Your answer should be every line with the word "pickup", copied from the data below.

+++ PROVIDED RECORDS +++

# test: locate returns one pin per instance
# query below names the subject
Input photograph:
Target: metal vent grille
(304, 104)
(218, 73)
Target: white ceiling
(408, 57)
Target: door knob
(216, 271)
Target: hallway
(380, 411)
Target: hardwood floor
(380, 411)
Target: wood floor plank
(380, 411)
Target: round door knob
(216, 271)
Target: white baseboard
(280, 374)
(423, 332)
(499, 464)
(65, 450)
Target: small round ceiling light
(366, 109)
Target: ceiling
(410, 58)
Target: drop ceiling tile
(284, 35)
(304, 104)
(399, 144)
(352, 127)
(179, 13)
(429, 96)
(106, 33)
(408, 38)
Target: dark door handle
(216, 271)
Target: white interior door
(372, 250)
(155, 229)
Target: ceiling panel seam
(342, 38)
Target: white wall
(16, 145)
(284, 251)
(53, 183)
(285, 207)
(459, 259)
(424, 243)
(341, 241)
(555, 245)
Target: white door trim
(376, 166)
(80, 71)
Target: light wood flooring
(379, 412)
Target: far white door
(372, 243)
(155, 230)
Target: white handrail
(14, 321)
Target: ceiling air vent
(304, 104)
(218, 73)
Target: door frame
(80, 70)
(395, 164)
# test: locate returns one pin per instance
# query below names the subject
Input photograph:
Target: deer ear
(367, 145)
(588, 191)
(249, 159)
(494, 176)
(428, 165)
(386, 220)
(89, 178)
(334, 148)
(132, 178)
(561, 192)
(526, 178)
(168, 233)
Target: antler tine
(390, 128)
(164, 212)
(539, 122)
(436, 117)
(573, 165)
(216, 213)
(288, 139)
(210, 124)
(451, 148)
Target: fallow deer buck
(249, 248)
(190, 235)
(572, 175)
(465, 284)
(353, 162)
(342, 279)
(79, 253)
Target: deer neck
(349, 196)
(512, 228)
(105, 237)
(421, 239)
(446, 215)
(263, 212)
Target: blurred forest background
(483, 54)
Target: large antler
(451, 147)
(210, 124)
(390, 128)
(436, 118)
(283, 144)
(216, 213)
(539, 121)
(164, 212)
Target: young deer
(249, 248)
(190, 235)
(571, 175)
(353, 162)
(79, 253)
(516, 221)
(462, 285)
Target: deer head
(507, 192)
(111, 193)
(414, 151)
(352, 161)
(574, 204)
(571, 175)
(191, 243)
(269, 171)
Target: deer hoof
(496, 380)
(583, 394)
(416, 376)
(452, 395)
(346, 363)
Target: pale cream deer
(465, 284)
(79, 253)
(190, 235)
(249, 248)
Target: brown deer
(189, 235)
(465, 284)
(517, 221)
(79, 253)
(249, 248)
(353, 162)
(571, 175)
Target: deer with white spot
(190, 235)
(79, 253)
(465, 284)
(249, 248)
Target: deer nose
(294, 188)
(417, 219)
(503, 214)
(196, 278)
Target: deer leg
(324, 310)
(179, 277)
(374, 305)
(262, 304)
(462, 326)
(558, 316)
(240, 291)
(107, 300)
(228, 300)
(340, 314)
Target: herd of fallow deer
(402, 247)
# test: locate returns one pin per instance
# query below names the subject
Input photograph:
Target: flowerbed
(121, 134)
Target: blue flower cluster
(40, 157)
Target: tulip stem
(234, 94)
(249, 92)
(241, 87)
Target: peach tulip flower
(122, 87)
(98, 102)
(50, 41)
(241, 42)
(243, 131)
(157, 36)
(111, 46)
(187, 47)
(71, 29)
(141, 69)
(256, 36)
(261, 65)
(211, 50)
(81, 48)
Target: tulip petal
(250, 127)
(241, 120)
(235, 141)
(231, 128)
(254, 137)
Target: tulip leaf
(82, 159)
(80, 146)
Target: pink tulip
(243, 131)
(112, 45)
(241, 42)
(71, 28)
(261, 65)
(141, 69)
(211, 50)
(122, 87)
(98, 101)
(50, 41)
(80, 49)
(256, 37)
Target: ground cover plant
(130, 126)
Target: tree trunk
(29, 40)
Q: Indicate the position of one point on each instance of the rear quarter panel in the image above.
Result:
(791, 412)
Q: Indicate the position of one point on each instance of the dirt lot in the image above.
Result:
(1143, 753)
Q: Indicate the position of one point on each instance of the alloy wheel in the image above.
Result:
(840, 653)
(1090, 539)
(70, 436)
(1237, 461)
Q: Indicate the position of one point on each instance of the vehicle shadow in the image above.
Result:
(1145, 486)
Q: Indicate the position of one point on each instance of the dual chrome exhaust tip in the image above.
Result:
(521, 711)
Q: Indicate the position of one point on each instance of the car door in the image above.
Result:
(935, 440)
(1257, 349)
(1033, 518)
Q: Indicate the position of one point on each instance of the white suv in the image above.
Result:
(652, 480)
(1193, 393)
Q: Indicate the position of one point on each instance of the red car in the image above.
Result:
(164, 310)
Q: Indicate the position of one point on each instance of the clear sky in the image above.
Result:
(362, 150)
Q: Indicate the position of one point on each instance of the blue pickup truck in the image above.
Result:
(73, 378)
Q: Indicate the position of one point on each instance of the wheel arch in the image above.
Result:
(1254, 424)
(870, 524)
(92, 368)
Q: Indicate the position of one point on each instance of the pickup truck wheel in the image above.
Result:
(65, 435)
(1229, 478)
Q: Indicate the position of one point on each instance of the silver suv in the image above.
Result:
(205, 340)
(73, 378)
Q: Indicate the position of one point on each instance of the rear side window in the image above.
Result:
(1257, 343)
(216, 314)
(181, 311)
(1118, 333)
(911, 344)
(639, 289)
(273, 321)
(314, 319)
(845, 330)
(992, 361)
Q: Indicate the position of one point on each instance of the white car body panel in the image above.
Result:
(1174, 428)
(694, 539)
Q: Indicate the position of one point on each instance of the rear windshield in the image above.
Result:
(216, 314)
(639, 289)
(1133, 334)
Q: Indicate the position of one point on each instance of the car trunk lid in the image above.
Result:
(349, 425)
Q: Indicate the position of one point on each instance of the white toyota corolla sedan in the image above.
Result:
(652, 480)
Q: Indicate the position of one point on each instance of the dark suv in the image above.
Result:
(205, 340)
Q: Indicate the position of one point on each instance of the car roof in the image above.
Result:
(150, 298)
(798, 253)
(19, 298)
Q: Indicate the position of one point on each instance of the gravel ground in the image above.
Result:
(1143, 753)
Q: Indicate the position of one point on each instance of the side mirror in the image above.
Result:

+++

**WRITTEN RESPONSE:**
Q: Indicate the position of one point on each instance of the blue pickup truck in the image above.
Q: Indicate the position of one point on each instance of the pickup truck wheel in the image above.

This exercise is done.